— Data for processing —
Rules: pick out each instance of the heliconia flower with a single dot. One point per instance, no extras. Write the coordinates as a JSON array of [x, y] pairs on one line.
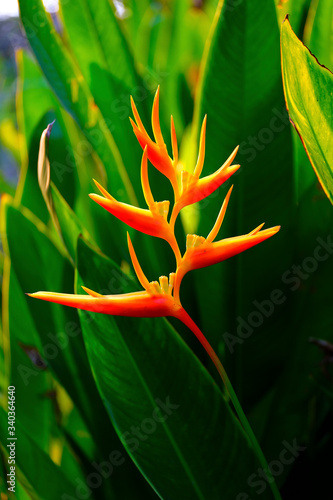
[[157, 151], [202, 252], [155, 301], [162, 298], [192, 189], [153, 221]]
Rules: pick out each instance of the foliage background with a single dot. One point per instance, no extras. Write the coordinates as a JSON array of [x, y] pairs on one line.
[[225, 63]]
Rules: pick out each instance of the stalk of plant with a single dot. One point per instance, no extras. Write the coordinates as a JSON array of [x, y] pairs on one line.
[[162, 298]]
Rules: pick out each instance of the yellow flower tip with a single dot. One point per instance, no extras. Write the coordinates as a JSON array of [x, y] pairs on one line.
[[156, 120], [231, 158], [164, 284], [162, 208], [103, 190], [257, 229], [137, 268], [171, 282], [137, 118], [91, 292], [232, 169], [154, 288]]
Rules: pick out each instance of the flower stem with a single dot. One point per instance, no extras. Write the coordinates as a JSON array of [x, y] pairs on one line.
[[231, 395]]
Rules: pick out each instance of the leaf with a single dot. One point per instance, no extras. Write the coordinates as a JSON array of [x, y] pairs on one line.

— Task description —
Reproduce the material verbatim, starting at the line that contains "Rules: pick out each instance of the foliage" and stopping after the final line of the material.

— Final result —
Rules: pick out each instance of the foliage background with a single dot. One point per instance, no extras. Write the coordinates as a JSON array of [x, y] pairs on one line.
[[225, 63]]
Rules: pick out each instance of the stalk of plant with a single dot. One point per instance, no extras. Write the coordinates as a JSON array of [x, y] pairs on one line.
[[162, 298]]
Rules: pick out each instance of the yellow flower tip with a single dot. One point per instance, no extras. Write the coordinates as a JSON array of [x, y] pairs on one line.
[[156, 120], [231, 158], [164, 284], [162, 208], [103, 190], [257, 229], [137, 268], [171, 282], [137, 118], [91, 292], [232, 169], [154, 288]]
Rules: pick out each instance of the flower stem with a single dot. One point per instance, no extras. Write the coordinates as a JSON array of [x, y] pairs on one line.
[[231, 395]]
Rules: pick out each instance of the leaf with a single dot. One point per instance, no extras. Write the coordinates as a JSON array of [x, y] pairs on one line.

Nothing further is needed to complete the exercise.